==== Provided records
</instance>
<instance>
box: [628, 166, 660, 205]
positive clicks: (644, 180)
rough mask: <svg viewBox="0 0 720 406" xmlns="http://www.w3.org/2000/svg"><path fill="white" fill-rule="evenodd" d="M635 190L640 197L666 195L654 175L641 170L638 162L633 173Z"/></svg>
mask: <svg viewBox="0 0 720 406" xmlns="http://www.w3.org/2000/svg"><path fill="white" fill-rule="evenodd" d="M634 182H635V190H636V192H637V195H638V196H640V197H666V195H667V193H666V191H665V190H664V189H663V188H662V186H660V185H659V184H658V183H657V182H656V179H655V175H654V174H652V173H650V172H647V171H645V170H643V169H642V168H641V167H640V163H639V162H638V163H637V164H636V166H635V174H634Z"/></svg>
========
==== Provided records
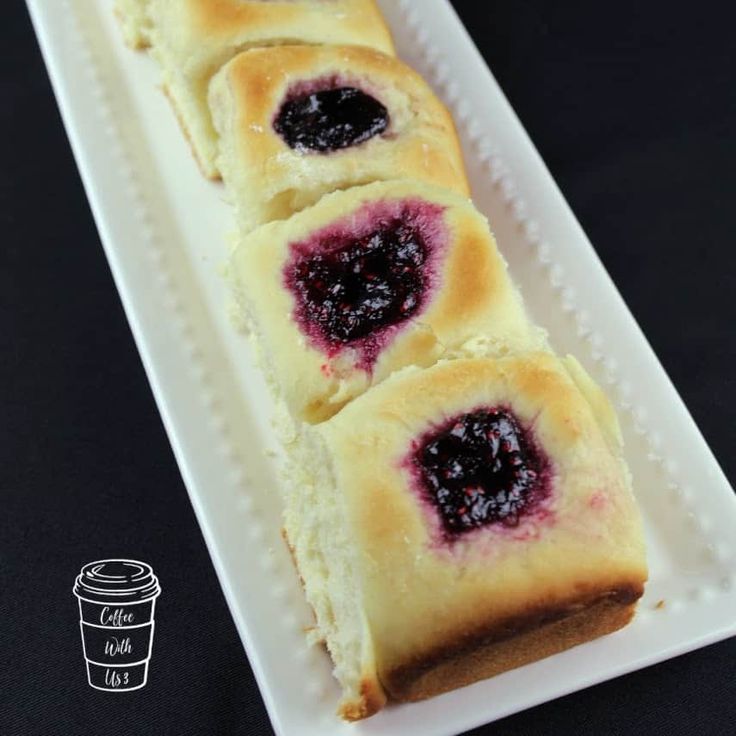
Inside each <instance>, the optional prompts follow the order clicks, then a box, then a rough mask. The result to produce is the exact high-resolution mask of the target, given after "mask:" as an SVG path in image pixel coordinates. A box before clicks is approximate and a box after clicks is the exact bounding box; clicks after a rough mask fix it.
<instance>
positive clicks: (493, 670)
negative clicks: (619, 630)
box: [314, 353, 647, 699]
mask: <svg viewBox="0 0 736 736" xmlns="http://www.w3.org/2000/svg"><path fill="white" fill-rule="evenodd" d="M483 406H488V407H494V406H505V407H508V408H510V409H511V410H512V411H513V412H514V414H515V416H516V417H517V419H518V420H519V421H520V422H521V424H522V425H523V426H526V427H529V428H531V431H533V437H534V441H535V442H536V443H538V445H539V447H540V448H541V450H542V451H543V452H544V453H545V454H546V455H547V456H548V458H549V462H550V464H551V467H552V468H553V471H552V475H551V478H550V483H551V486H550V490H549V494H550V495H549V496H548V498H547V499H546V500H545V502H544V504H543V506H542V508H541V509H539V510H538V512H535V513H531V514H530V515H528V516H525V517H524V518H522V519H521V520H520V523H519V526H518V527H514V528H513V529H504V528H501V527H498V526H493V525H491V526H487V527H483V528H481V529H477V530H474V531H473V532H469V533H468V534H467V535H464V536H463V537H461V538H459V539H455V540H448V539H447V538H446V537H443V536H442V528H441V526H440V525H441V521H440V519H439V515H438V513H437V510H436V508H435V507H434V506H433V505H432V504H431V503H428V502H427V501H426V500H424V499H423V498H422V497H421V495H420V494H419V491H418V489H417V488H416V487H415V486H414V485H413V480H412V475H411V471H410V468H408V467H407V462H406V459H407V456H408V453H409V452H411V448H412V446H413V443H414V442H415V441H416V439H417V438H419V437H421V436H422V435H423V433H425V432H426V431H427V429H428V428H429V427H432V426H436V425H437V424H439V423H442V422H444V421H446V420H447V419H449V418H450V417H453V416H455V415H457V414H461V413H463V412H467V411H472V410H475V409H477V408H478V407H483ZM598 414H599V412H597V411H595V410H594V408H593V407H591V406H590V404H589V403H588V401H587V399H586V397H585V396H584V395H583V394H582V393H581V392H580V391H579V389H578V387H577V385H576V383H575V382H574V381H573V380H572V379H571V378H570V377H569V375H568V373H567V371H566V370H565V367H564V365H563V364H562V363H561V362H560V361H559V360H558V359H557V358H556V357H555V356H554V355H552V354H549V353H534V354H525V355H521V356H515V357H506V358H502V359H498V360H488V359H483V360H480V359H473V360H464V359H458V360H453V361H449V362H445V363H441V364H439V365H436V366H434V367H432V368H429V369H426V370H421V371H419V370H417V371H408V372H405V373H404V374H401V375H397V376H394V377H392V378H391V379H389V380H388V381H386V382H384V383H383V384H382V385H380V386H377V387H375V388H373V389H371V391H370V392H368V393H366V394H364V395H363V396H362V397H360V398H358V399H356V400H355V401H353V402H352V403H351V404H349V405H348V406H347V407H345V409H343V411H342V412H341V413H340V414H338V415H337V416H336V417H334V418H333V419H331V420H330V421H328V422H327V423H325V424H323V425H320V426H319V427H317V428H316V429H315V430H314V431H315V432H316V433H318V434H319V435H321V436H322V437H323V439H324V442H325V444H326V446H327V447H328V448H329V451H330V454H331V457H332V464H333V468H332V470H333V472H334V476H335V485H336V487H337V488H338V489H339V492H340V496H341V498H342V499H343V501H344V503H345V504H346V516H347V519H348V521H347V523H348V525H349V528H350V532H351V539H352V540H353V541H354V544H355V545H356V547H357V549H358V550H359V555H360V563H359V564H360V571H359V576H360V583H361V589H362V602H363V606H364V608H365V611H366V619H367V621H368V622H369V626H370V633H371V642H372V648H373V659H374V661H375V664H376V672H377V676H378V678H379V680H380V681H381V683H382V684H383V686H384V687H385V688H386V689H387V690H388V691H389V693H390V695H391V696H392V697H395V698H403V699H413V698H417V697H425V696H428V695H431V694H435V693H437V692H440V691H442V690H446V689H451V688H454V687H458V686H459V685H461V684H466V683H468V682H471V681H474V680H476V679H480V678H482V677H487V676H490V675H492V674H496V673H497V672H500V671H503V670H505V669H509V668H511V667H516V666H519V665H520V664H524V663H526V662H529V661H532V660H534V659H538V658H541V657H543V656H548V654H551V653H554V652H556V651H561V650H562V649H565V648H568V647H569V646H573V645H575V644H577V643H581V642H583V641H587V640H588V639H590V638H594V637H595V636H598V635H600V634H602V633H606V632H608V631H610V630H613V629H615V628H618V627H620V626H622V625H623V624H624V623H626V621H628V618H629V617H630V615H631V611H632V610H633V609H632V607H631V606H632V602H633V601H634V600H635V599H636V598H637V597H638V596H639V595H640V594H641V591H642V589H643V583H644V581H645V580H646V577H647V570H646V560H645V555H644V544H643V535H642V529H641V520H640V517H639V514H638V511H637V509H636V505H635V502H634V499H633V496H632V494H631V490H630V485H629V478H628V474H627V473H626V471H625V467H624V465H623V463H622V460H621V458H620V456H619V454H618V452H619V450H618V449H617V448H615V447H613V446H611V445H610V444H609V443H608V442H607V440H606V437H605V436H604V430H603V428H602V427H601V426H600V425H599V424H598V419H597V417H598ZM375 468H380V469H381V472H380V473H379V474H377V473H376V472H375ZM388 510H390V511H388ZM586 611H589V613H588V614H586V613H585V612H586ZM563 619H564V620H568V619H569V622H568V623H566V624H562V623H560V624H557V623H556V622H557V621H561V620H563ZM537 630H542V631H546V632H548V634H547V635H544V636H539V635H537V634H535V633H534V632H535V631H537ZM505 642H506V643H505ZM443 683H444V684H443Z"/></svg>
========
▶ About this exercise: Copy out the data from the line containing "</instance>" through the line containing "rough mask: <svg", keeping every character unchanged.

▶ Your solution:
</instance>
<instance>
box: [628, 166, 660, 205]
positive clicks: (644, 180)
rough mask: <svg viewBox="0 0 720 406" xmlns="http://www.w3.org/2000/svg"><path fill="white" fill-rule="evenodd" d="M635 190L640 197L666 195L654 175L641 170L638 162L633 173Z"/></svg>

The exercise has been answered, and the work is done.